* Selection
▼▼▼

Estimation of latent correlation matrix from observed data of (possibly) mixed types (continuous/binary/truncated continuous) based on the latent Gaussian copula model.

Usage

estimateR(
  X,
  type = "trunc",
  method = "original",
  use.nearPD = TRUE,
  nu = 0.01,
  tol = 0.001,
  verbose = FALSE
)

estimateR_mixed(
  X1,
  X2,
  type1 = "trunc",
  type2 = "continuous",
  method = "original",
  use.nearPD = TRUE,
  nu = 0.01,
  tol = 0.001,
  verbose = FALSE
)
estimateR(
  X,
  type = "trunc",
  method = "original",
  use.nearPD = TRUE,
  nu = 0.01,
  tol = 0.001,
  verbose = FALSE
)

estimateR_mixed(
  X1,
  X2,
  type1 = "trunc",
  type2 = "continuous",
  method = "original",
  use.nearPD = TRUE,
  nu = 0.01,
  tol = 0.001,
  verbose = FALSE
)

Arguments

`X`	A numeric data matrix (n by p), n is the sample size and p is the number of variables.
`type`	A type of variables in `X`, must be one of "continuous", "binary" or "trunc".
`method`	The calculation method of latent correlation. Either "original" method or "approx". If `method = "approx"`, multilinear approximation method is used, which is much faster than the original method (requires `chebpol` R package). If `method = "original"`, optimization of the bridge inverse function is used. The default is "original".
`use.nearPD`	A logical value indicating whether to use nearPD or not when the resulting correlation estimator is not positive definite (have at least one negative eigenvalue).
`nu`	Shrinkage parameter for correlation matrix, must be between 0 and 1, the default value is 0.01.
`tol`	Desired accuracy when calculating the solution of bridge function.
`verbose`	If `verbose = FALSE`, printing information whether nearPD is used or not is disabled. The default value is FALSE.
`X1`	A numeric data matrix (n by p1).
`X2`	A numeric data matrix (n by p2).
`type1`	A type of variables in `X1`, must be one of "continuous", "binary" or "trunc".
`type2`	A type of variables in `X2`, must be one of "continuous", "binary" or "trunc".

Value

estimateR returns

type: Type of the data matrix X
R: Estimated p by p latent correlation matrix of X

estimateR_mixed returns

type1: Type of the data matrix X1
type2: Type of the data matrix X2
R: Estimated latent correlation matrix of whole X = (X1, X2) (p1+p2 by p1+p2)
R1: Estimated latent correlation matrix of X1 (p1 by p1)
R2: Estimated latent correlation matrix of X2 (p2 by p2)

▲▲▲

* Work to complete
a - Please reproduce the part of the estimateR documentation that begins at the words "type: Type of" and ends after the words "X1 (p1 by p1)".
b - Rewrite the listing lines from the one that has "Readme: the locator spots each instance of the white helmet" through the one that has "Target: white helmet", putting "yellow helmet" wherever "white helmet" appears and leaving everything else unchanged; return only those lines.

* Dataset excerpts
▼▼▼

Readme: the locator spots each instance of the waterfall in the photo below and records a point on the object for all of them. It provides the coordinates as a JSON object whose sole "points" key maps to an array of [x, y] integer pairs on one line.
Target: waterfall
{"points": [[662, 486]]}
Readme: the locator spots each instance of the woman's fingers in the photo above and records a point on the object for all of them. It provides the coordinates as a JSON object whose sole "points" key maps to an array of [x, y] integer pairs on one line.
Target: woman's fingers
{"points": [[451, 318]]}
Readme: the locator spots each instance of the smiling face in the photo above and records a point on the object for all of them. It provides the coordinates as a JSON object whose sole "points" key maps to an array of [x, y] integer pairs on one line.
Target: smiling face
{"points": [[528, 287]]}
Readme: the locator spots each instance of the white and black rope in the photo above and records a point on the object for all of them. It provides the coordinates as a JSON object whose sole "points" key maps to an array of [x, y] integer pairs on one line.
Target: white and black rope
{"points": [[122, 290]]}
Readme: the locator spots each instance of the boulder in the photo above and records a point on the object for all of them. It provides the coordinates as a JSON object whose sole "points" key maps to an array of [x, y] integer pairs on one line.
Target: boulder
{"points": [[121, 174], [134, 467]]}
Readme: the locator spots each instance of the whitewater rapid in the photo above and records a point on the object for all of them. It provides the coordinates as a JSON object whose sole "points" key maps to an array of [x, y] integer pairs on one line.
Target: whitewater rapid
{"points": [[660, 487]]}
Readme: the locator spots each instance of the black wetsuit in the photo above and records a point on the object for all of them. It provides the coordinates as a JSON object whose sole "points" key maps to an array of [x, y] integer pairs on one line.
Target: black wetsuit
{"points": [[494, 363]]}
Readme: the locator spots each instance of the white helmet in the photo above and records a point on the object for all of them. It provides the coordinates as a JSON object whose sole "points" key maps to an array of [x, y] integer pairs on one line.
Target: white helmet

▲▲▲
▼▼▼

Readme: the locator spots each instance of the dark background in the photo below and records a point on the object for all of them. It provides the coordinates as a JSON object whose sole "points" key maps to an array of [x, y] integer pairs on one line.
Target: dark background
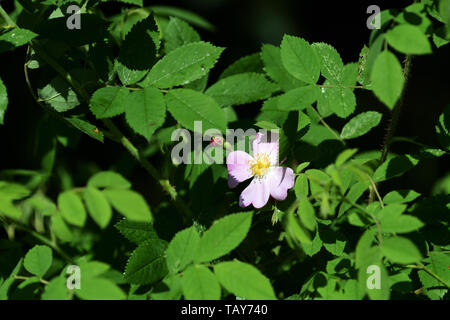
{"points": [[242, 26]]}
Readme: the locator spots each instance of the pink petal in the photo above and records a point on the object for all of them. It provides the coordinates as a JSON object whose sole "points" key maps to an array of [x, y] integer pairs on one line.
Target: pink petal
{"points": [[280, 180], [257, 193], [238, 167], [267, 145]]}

▲▲▲
▼▼▼

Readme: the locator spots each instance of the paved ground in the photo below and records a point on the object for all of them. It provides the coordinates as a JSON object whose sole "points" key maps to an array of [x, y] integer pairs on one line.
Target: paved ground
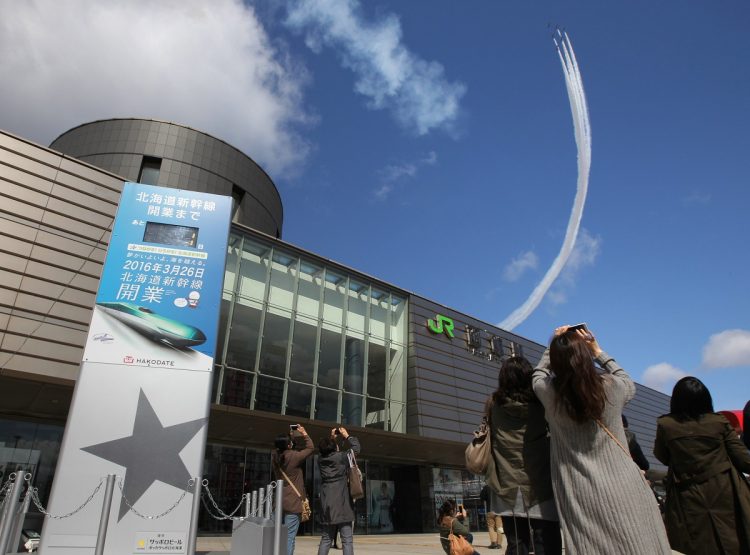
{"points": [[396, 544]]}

▲▲▲

* Per-task outputs
a -
type: Type of the data matrix X
R: Estimated p by p latent correlation matrix of X

estimateR_mixed returns

type1: Type of the data matrix X1
type2: Type of the data matrix X2
R: Estimated latent correlation matrix of whole X = (X1, X2) (p1+p2 by p1+p2)
R1: Estimated latent correlation matrix of X1 (p1 by p1)

b -
Readme: the locator spots each instance of the yellow helmet in the photo above and records a point on the object for all of them. It provides the coordinates as a JSON object whose sole "points" key maps to an array of [x, y] integer pairs on one line.
Target: yellow helmet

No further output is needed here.